Written exercise: Rewrite the listing below from the line that contains "Point out the hanging" through the line that contains "<point>653,401</point>", putting "yellow" wherever "orange" appears and leaving everything else unchanged.

[Entries from a point annotation listing]
▼

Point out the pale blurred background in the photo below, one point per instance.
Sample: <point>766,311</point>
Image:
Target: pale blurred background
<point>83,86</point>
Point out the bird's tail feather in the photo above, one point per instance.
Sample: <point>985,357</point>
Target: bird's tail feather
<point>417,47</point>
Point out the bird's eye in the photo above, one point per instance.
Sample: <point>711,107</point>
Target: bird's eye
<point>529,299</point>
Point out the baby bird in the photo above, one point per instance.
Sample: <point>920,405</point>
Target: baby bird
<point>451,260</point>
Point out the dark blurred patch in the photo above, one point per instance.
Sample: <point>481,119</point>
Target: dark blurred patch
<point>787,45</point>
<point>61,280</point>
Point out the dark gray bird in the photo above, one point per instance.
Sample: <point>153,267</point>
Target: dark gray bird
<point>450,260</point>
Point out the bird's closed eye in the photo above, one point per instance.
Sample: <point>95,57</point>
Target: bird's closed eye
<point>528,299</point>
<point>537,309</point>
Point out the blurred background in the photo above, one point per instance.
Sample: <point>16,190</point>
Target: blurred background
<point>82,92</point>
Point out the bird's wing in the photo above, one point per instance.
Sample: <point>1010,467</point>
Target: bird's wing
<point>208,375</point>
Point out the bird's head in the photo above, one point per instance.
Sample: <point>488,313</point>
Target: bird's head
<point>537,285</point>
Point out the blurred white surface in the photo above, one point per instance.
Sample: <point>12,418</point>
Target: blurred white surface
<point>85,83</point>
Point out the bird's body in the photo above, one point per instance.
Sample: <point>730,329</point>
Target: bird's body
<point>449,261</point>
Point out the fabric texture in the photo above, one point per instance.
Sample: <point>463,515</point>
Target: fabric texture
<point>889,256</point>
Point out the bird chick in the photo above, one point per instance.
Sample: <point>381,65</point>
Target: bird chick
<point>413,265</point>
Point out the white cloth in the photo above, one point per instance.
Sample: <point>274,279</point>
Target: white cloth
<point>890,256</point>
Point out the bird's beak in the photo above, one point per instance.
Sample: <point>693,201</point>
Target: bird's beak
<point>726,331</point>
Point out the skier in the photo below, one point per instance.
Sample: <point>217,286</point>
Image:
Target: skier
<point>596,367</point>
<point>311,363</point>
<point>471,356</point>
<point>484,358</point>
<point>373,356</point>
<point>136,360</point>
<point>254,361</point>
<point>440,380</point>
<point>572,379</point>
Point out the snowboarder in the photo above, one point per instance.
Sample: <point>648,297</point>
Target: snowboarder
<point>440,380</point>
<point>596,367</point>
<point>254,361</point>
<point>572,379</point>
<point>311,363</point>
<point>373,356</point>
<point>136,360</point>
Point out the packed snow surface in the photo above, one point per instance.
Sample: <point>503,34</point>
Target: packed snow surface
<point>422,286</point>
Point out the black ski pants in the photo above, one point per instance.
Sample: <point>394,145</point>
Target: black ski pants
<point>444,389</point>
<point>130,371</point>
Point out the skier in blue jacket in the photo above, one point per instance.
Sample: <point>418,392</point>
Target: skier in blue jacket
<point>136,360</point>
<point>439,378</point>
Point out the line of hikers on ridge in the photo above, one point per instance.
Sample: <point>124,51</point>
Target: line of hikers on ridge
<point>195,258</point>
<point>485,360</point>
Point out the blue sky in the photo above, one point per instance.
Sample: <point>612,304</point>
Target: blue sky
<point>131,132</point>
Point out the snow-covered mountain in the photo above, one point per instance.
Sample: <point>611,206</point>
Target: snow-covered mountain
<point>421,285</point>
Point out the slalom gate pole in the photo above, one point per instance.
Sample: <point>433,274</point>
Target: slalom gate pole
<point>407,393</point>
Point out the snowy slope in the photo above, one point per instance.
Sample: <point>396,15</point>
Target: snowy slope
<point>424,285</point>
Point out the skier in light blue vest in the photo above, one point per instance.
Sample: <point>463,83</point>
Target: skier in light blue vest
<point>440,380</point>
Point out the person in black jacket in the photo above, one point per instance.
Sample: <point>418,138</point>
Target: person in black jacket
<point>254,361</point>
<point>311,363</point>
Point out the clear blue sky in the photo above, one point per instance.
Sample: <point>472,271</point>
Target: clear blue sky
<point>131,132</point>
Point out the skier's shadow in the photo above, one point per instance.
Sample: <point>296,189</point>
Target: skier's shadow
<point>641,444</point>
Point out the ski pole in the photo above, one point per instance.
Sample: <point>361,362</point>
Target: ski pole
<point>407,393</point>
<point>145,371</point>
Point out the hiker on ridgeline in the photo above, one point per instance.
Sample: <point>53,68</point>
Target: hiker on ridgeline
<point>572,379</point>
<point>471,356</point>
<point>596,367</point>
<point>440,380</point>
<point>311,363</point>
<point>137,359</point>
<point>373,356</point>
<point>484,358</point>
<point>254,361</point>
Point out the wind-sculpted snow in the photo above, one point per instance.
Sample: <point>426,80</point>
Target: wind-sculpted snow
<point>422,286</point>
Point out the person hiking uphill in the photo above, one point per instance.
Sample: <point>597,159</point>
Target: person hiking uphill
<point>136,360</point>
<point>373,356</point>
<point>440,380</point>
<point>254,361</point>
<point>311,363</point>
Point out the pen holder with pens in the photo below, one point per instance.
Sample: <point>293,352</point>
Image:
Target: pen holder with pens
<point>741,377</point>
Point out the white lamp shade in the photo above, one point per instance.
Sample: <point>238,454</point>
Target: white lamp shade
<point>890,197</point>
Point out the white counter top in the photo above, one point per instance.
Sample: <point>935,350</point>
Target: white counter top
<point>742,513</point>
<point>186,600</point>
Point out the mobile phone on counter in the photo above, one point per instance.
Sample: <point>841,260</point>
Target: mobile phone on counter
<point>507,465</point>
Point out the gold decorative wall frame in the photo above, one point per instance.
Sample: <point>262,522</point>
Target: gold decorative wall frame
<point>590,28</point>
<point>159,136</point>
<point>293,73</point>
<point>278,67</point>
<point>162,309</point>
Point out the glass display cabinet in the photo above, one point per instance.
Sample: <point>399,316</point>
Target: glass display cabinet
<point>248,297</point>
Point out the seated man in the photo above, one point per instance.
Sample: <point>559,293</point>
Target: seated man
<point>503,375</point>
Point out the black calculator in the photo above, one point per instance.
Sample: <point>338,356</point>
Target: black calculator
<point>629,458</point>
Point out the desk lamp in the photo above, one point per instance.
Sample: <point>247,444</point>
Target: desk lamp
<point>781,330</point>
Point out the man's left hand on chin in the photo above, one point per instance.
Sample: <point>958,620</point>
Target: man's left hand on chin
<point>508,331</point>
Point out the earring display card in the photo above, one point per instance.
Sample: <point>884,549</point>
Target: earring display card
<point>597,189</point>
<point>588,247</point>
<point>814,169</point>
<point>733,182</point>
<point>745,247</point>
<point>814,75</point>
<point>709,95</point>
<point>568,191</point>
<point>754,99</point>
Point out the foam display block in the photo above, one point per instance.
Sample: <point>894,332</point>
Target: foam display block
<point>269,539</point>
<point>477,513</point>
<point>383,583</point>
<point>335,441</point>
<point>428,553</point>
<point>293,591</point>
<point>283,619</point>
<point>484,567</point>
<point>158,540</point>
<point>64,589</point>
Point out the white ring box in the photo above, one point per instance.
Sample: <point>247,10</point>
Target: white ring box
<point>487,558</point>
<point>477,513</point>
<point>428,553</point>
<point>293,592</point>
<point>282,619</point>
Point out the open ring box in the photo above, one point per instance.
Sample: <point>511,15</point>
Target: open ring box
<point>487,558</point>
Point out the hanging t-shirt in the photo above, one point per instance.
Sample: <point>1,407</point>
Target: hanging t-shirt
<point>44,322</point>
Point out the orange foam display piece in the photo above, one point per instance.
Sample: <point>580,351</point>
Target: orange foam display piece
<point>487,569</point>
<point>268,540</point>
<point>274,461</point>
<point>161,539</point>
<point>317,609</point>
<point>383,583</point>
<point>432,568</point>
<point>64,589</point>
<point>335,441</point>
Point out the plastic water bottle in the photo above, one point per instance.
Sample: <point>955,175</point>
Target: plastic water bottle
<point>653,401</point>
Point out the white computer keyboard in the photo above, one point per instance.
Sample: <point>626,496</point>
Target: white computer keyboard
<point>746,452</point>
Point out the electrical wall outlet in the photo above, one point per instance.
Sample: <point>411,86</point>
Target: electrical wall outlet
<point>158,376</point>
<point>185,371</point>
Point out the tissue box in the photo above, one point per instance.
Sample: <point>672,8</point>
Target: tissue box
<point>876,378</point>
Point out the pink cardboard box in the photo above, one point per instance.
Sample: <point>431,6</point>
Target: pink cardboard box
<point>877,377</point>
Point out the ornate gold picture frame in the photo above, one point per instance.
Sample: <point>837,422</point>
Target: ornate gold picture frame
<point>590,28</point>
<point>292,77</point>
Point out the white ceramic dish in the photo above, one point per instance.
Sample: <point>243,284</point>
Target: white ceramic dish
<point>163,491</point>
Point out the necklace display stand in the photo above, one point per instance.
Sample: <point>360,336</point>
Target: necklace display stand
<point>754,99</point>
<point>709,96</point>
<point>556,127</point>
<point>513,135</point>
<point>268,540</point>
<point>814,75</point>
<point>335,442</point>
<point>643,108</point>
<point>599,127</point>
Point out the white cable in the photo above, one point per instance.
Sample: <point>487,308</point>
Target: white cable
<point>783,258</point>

▲

Solved problem:
Point out the hanging t-shirt in the photo above, one point per instance.
Sample: <point>1,407</point>
Target: hanging t-shirt
<point>44,322</point>
Point out the yellow foam display piece in the photo above, one point per instance.
Sample: <point>580,351</point>
Target: yellow foam display piece
<point>487,569</point>
<point>268,540</point>
<point>274,461</point>
<point>161,539</point>
<point>317,609</point>
<point>383,583</point>
<point>432,568</point>
<point>64,589</point>
<point>335,441</point>
Point out the plastic water bottle in the photo above, one point per instance.
Sample: <point>955,175</point>
Target: plastic water bottle
<point>653,401</point>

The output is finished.